Problem statement ->
List every line in the records below that contains the word "window", treating uppercase and lowercase letters as different.

Data provided ->
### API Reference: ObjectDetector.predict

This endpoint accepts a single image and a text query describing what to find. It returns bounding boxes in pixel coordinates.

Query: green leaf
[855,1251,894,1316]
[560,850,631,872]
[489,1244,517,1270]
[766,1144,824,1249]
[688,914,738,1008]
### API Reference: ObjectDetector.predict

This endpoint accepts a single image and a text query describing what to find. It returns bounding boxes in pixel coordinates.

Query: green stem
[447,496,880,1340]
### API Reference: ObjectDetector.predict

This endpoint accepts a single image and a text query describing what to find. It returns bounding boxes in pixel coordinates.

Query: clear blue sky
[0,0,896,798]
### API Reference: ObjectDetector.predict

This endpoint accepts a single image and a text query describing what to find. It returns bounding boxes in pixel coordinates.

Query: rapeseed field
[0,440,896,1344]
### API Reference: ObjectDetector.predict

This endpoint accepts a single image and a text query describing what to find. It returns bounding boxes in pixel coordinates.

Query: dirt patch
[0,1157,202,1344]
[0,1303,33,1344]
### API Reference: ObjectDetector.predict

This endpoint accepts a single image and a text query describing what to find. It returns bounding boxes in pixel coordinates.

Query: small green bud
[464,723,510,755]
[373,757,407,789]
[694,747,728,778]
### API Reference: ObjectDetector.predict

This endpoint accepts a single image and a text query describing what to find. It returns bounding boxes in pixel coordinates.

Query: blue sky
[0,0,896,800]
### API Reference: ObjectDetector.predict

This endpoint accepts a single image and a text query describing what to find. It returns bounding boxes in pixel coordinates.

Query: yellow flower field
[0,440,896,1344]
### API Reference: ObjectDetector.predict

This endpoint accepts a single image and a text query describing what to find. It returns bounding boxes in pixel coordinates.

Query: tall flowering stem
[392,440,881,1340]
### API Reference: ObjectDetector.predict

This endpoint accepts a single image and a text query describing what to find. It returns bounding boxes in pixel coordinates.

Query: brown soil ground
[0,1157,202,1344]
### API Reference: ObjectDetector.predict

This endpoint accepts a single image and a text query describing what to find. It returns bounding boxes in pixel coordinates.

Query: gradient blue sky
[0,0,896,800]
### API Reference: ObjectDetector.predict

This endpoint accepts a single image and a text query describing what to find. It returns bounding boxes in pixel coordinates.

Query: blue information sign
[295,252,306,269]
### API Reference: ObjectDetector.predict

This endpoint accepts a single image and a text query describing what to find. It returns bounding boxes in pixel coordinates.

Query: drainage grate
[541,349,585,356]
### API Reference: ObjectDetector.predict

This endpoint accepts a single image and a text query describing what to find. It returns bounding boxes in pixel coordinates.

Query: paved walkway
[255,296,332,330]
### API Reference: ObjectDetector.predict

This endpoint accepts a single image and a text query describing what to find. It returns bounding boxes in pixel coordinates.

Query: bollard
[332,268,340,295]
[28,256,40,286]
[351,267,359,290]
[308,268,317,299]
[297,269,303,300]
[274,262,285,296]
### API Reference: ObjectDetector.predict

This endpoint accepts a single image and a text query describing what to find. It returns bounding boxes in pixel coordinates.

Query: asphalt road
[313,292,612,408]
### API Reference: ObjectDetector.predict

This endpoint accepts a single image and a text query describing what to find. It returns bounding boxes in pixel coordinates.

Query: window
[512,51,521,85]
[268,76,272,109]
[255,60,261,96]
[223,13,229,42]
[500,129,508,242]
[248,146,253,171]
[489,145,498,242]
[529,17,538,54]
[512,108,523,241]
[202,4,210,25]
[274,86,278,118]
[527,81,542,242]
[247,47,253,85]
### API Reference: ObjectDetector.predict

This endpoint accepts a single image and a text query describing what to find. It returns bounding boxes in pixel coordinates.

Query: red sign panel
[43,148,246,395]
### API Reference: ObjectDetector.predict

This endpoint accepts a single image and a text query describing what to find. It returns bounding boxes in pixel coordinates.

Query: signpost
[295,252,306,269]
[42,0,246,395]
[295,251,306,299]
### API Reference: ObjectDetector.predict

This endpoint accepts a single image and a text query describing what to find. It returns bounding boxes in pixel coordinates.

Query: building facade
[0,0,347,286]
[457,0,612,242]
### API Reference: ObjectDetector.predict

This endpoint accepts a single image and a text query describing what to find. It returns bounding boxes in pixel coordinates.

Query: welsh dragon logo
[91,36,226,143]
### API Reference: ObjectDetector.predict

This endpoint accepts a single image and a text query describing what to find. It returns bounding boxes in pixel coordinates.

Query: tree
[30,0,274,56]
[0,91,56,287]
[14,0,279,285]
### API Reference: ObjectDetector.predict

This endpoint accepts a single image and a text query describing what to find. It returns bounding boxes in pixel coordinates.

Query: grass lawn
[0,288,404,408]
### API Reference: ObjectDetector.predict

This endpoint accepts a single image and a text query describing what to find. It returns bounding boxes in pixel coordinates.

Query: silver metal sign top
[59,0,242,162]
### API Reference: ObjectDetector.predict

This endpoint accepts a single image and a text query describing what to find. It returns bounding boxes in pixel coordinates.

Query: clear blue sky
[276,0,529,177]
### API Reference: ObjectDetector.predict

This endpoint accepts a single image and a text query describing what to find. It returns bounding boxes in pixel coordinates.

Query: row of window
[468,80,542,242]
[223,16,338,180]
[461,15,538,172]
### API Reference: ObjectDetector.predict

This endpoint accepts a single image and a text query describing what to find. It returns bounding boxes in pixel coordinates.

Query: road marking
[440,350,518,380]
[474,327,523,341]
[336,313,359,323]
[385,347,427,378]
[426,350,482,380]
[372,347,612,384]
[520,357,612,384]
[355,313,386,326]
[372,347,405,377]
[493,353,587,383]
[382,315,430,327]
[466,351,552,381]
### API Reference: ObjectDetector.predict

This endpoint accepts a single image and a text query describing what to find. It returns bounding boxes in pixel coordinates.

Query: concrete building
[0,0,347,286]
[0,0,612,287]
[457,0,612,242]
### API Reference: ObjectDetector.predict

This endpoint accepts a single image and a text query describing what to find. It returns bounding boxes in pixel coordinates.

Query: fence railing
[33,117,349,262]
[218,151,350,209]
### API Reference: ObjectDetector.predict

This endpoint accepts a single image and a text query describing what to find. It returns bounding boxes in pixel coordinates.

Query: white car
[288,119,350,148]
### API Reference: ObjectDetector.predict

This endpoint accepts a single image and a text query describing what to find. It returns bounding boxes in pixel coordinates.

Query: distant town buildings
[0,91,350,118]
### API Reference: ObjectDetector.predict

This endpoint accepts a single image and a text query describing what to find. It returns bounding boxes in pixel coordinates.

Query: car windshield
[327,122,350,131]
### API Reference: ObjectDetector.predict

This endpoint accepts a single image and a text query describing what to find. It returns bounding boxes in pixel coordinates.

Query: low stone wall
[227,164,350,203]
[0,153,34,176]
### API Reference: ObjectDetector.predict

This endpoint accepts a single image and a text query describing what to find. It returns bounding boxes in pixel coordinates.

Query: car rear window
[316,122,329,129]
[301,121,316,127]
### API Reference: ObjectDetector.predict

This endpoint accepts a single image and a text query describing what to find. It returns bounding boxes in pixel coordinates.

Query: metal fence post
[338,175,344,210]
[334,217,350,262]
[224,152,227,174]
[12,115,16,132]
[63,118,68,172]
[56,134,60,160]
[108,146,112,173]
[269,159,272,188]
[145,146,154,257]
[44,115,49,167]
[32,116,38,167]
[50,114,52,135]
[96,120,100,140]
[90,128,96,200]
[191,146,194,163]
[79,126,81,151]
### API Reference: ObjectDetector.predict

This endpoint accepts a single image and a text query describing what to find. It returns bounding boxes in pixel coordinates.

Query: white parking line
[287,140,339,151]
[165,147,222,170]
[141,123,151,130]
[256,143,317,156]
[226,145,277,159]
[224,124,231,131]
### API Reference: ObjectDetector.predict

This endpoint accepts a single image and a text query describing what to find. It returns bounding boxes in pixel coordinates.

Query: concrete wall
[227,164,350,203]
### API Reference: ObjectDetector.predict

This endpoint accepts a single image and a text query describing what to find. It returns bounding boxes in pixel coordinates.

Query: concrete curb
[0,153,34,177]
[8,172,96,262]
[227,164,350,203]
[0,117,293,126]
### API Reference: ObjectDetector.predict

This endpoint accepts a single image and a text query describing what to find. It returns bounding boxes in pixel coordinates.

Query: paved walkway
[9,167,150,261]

Answer ->
Query: window
Query: row of window
Query: car rear window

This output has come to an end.